• **O QUE SE PEDE**: Copie na íntegra, sem nenhuma alteração, o trecho sobre a pesquisa com nanopartículas no tratamento do câncer.

• **TRECHO FORNECIDO**:
============

A vantagem desencadeada a partir disso é a diminuição tanto no número de doses, quanto nos efeitos colaterais, contribuindo para melhorar o tratamento do câncer. Os resultados dessa pesquisa com o carcinoma colorretal foram apresentados no dia 20 de novembro, no evento do V Simpósio de Qualificações do Programa de Pós-graduação de Biologia Estrutural e Funcional (PPGBIOEF/UFRN).

A diminuição do tumor primário do câncer, aquele que dá origem à doença, permitiu a construção de mais um projeto. O grupo conseguiu isolar vesículas de células tumorais, já que a nanopartícula utilizada conseguiu modular uma célula imunológica, tornando-a mais forte para combater o cisto. Além disso, com essas vesículas, eles formaram outras nanopartículas, capazes de bloquear a metástase em alguns dos animais usados nos testes. “houve regressão tumoral e, quando fizemos as análises para verificar o tumor dos animais, não havia problemas nem no fígado e nem no pulmão”, explica o professor.

============

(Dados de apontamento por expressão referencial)
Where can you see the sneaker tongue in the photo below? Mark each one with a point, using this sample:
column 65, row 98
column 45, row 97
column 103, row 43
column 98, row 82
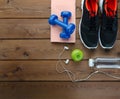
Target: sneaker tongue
column 110, row 7
column 92, row 7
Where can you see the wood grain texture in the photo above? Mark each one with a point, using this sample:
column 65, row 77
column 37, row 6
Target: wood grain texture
column 30, row 29
column 46, row 71
column 31, row 8
column 43, row 49
column 59, row 90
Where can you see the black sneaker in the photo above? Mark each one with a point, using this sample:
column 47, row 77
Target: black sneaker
column 89, row 24
column 109, row 23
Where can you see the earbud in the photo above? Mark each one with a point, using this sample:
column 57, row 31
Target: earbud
column 67, row 61
column 66, row 48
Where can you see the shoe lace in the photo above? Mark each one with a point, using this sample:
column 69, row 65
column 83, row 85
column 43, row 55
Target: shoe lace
column 109, row 23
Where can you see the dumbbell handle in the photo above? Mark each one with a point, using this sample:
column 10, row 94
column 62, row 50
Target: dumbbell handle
column 65, row 20
column 60, row 23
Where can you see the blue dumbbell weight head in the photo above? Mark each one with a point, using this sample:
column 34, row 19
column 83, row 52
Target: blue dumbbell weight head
column 53, row 20
column 66, row 16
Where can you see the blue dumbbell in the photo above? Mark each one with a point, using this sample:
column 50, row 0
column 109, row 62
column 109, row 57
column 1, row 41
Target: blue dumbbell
column 53, row 20
column 66, row 16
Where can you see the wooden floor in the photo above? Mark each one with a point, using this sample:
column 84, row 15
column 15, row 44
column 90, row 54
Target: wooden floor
column 28, row 59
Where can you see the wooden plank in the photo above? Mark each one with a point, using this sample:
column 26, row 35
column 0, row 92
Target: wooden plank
column 29, row 28
column 43, row 49
column 45, row 70
column 59, row 90
column 31, row 8
column 24, row 28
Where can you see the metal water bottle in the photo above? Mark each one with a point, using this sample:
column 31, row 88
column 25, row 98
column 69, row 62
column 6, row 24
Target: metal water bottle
column 105, row 63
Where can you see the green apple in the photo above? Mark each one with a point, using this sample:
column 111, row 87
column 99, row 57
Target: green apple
column 77, row 55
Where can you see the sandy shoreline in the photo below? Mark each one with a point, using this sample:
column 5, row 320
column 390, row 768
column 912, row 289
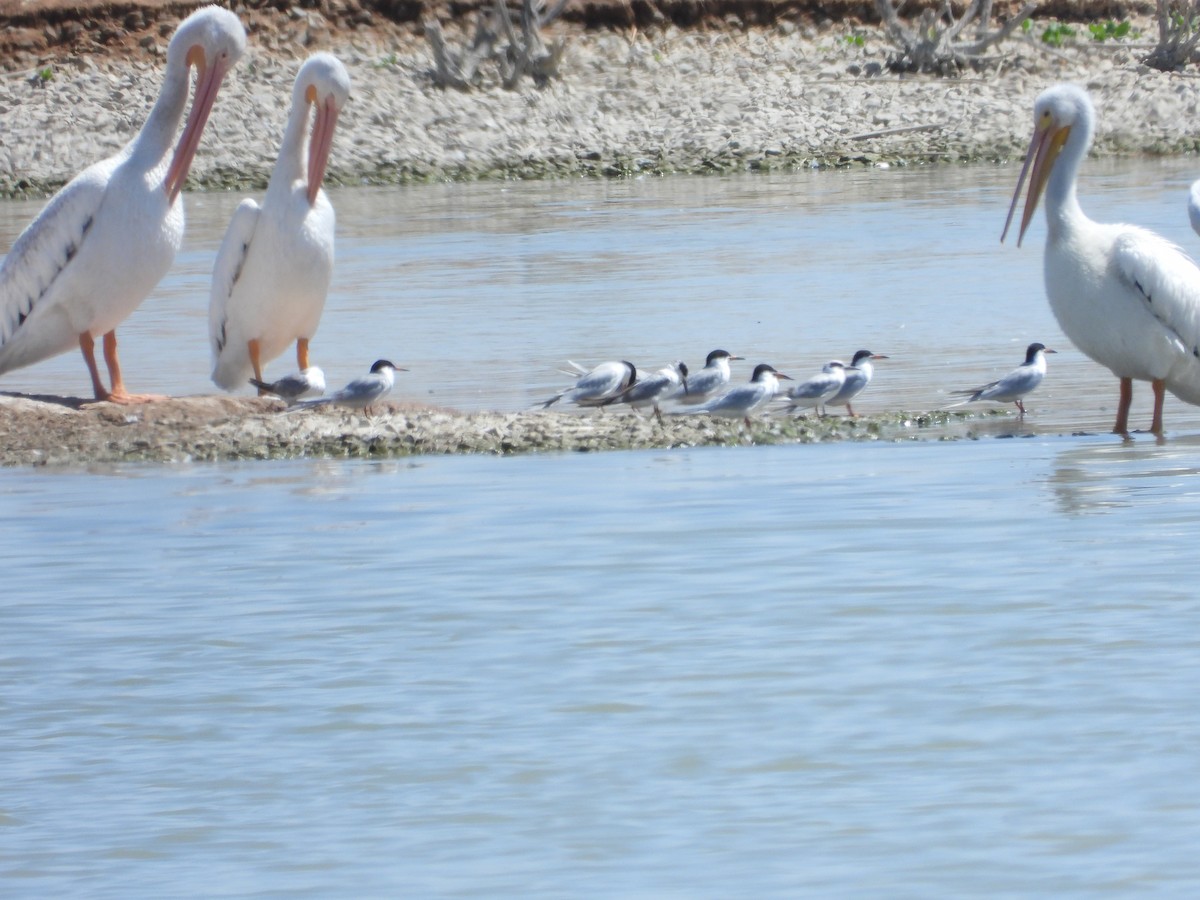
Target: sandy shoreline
column 663, row 101
column 66, row 432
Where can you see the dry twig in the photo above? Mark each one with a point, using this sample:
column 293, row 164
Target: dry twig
column 497, row 39
column 934, row 46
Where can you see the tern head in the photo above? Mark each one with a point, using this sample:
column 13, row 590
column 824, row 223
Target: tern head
column 379, row 365
column 1033, row 349
column 762, row 372
column 717, row 355
column 865, row 354
column 1059, row 113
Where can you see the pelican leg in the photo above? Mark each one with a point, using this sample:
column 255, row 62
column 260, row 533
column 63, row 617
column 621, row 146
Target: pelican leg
column 1123, row 403
column 118, row 394
column 253, row 352
column 88, row 346
column 1156, row 423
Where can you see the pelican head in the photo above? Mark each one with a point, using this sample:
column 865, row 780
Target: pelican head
column 325, row 84
column 213, row 41
column 1059, row 113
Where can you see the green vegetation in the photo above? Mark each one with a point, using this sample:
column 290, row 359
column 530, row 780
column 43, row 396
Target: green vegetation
column 1110, row 30
column 1057, row 34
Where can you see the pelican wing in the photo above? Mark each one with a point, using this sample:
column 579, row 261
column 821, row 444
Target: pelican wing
column 45, row 250
column 1165, row 280
column 227, row 269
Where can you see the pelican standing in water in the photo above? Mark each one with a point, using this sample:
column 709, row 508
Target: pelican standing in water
column 1126, row 297
column 108, row 237
column 273, row 270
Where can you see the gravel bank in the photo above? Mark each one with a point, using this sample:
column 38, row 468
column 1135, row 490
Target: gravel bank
column 59, row 432
column 663, row 101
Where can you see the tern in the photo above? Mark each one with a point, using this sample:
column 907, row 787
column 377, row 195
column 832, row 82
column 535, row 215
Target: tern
column 661, row 385
column 811, row 393
column 858, row 375
column 1013, row 387
column 708, row 382
column 745, row 400
column 363, row 393
column 294, row 388
column 598, row 387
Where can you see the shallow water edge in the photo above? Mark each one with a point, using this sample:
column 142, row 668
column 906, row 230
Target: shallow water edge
column 66, row 432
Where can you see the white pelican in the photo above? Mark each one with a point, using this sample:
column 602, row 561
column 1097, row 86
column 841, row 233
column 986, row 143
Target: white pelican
column 361, row 393
column 603, row 383
column 106, row 239
column 1194, row 207
column 1021, row 381
column 1126, row 297
column 858, row 375
column 708, row 382
column 273, row 271
column 664, row 384
column 811, row 393
column 745, row 400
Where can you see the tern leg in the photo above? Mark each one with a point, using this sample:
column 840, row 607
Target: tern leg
column 1123, row 403
column 88, row 346
column 1156, row 423
column 119, row 395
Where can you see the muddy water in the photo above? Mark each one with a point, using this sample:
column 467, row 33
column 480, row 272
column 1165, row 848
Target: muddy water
column 936, row 669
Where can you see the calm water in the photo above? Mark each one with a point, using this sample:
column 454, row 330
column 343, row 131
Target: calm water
column 901, row 670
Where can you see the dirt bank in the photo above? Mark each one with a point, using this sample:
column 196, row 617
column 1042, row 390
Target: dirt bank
column 60, row 431
column 36, row 31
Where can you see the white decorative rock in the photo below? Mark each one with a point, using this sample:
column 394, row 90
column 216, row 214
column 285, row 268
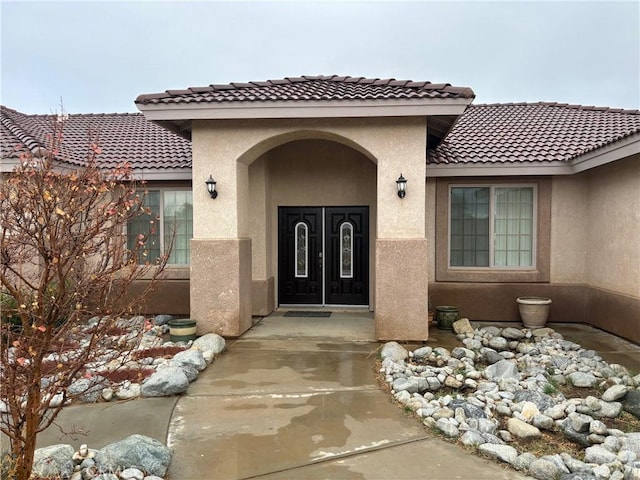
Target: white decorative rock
column 165, row 382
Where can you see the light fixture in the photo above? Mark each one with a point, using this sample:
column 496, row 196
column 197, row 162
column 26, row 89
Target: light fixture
column 211, row 187
column 402, row 186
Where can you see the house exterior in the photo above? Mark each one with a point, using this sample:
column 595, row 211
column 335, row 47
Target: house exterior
column 500, row 201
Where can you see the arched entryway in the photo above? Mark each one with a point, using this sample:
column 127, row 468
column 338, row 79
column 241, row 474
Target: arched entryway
column 319, row 227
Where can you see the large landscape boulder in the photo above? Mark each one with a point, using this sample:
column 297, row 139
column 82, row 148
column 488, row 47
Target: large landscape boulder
column 53, row 462
column 165, row 382
column 135, row 451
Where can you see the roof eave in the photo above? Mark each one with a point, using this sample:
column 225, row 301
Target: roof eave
column 610, row 153
column 483, row 169
column 171, row 174
column 308, row 109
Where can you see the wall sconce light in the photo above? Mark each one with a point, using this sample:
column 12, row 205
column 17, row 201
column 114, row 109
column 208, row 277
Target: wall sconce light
column 211, row 187
column 402, row 186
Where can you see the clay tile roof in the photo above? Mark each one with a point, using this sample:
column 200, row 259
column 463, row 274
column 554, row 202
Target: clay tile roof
column 305, row 88
column 121, row 137
column 532, row 132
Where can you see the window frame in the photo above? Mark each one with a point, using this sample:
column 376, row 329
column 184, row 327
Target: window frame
column 542, row 237
column 492, row 233
column 161, row 222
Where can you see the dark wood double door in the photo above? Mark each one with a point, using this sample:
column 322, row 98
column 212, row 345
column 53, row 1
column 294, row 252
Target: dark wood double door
column 323, row 255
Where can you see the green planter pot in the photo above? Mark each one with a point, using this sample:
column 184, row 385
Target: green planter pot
column 446, row 315
column 182, row 329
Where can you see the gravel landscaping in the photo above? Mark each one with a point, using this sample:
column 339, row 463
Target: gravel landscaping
column 154, row 368
column 500, row 393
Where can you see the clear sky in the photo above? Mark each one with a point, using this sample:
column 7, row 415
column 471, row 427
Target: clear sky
column 99, row 56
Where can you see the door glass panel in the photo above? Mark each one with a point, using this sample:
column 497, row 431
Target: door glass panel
column 346, row 250
column 302, row 260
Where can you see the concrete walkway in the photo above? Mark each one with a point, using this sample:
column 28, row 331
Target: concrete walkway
column 297, row 398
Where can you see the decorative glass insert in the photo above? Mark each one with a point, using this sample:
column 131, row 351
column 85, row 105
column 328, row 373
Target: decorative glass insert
column 346, row 250
column 302, row 252
column 492, row 226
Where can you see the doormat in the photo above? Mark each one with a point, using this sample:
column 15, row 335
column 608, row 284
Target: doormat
column 303, row 313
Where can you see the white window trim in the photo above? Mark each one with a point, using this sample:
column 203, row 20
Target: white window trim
column 492, row 187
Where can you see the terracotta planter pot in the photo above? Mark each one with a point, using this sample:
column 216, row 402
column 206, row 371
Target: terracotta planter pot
column 182, row 329
column 534, row 311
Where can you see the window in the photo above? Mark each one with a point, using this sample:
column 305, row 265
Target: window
column 171, row 219
column 492, row 226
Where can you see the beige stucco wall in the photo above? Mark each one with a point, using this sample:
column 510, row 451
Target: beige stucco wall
column 430, row 225
column 397, row 145
column 569, row 220
column 613, row 229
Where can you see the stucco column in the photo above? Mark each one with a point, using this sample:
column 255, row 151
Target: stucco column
column 220, row 248
column 401, row 247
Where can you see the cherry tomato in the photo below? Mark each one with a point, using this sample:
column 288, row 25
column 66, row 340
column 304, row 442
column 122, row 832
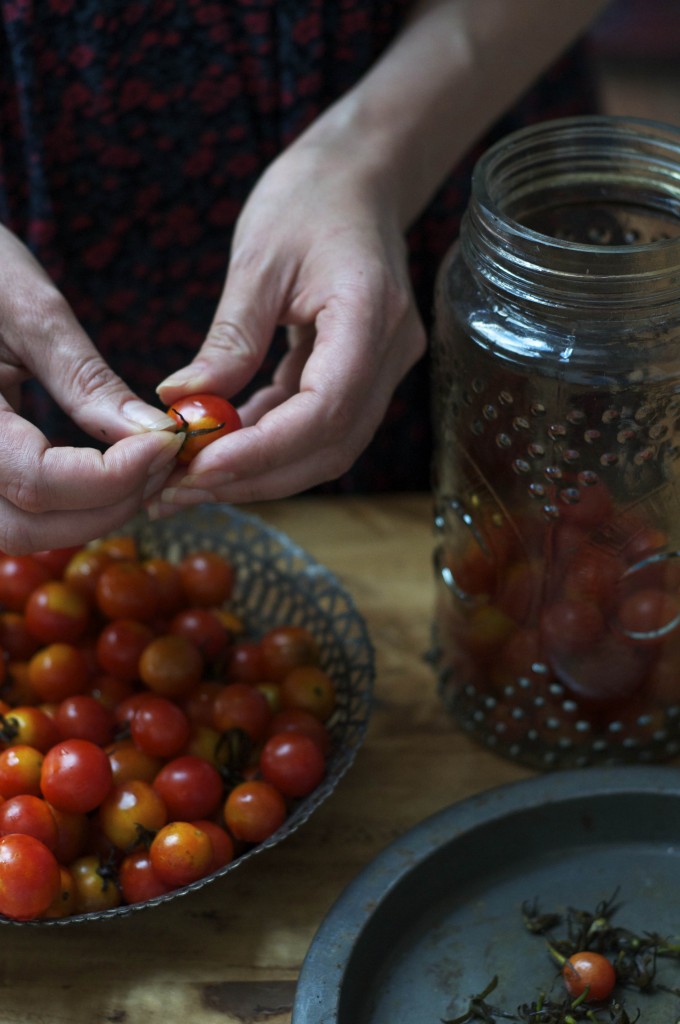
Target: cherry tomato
column 76, row 775
column 55, row 559
column 33, row 726
column 180, row 853
column 20, row 767
column 206, row 631
column 72, row 834
column 189, row 787
column 137, row 880
column 648, row 615
column 203, row 418
column 254, row 810
column 119, row 647
column 84, row 717
column 159, row 726
column 131, row 813
column 30, row 815
column 30, row 877
column 19, row 574
column 84, row 569
column 110, row 691
column 207, row 578
column 302, row 721
column 171, row 666
column 222, row 844
column 589, row 971
column 199, row 704
column 293, row 763
column 286, row 647
column 64, row 903
column 128, row 762
column 15, row 639
column 95, row 889
column 58, row 671
column 245, row 664
column 240, row 706
column 168, row 581
column 56, row 612
column 125, row 590
column 571, row 627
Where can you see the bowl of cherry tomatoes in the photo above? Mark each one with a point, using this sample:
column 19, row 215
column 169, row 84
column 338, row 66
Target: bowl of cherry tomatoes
column 174, row 699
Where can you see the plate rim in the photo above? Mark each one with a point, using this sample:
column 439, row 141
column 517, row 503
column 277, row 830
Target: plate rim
column 324, row 970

============

• **RESPOSTA**:
A vantagem desencadeada a partir disso é a diminuição tanto no número de doses, quanto nos efeitos colaterais, contribuindo para melhorar o tratamento do câncer. Os resultados dessa pesquisa com o carcinoma colorretal foram apresentados no dia 20 de novembro, no evento do V Simpósio de Qualificações do Programa de Pós-graduação de Biologia Estrutural e Funcional (PPGBIOEF/UFRN).

A diminuição do tumor primário do câncer, aquele que dá origem à doença, permitiu a construção de mais um projeto. O grupo conseguiu isolar vesículas de células tumorais, já que a nanopartícula utilizada conseguiu modular uma célula imunológica, tornando-a mais forte para combater o cisto. Além disso, com essas vesículas, eles formaram outras nanopartículas, capazes de bloquear a metástase em alguns dos animais usados nos testes. “houve regressão tumoral e, quando fizemos as análises para verificar o tumor dos animais, não havia problemas nem no fígado e nem no pulmão”, explica o professor.